:: PROBLEM STATEMENT ::
Copy every record below exactly as it appears.

Segment Start: EXERCISE INPUTS

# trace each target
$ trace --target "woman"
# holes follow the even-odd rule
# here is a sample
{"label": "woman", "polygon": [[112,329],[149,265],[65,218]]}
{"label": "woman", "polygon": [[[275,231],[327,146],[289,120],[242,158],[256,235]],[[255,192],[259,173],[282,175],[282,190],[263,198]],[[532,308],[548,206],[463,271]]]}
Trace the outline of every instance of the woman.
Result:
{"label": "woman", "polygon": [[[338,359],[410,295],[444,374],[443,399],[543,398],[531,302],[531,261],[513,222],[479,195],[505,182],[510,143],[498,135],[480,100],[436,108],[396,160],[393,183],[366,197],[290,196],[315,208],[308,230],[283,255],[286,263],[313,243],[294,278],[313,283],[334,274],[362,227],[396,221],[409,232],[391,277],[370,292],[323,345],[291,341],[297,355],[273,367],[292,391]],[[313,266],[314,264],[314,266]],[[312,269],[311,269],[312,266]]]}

Segment End: EXERCISE INPUTS

:: SOLUTION FOR THIS TASK ::
# trace each target
$ trace --target "woman"
# holes follow the even-odd rule
# here is a sample
{"label": "woman", "polygon": [[112,329],[149,265],[65,218]]}
{"label": "woman", "polygon": [[[275,231],[327,146],[289,120],[242,158],[256,235]],[[255,192],[259,173],[282,175],[282,190],[263,198]],[[532,308],[548,206],[463,271]]]}
Trace the outline of every instance of the woman.
Result:
{"label": "woman", "polygon": [[[338,359],[410,295],[444,374],[443,399],[543,398],[531,302],[531,261],[513,222],[479,195],[505,182],[510,143],[498,135],[480,100],[436,108],[396,160],[393,183],[366,197],[290,196],[315,208],[308,230],[283,255],[286,263],[313,243],[294,278],[313,283],[334,274],[362,227],[396,221],[409,232],[391,277],[370,292],[323,345],[291,341],[297,355],[273,367],[292,391]],[[313,266],[314,264],[314,266]],[[312,269],[311,269],[312,266]]]}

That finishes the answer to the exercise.